Start of Supplied data

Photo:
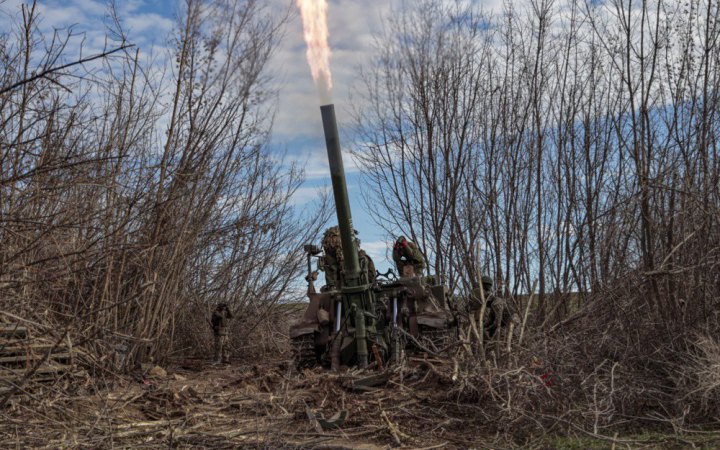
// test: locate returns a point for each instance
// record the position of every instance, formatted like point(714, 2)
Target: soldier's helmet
point(487, 282)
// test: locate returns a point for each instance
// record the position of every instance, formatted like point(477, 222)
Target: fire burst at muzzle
point(315, 31)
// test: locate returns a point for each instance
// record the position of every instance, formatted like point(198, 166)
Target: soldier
point(220, 318)
point(407, 253)
point(333, 259)
point(497, 313)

End of Supplied data

[Problem to solve]
Retype exactly. Include each line from the start of the material through the line holding "like point(198, 166)", and leave the pictures out.

[Output of the exercise]
Photo:
// test: locate returns a point for each instance
// record the position of every instance, formatted like point(714, 2)
Target: soldier's helmet
point(487, 282)
// test: locate returns a point for each instance
// record the position of every instance, formatted like point(477, 222)
Target: fire burst at muzzle
point(315, 31)
// test: locate returns a point for each instance
// record the position of every instance, formatted like point(198, 166)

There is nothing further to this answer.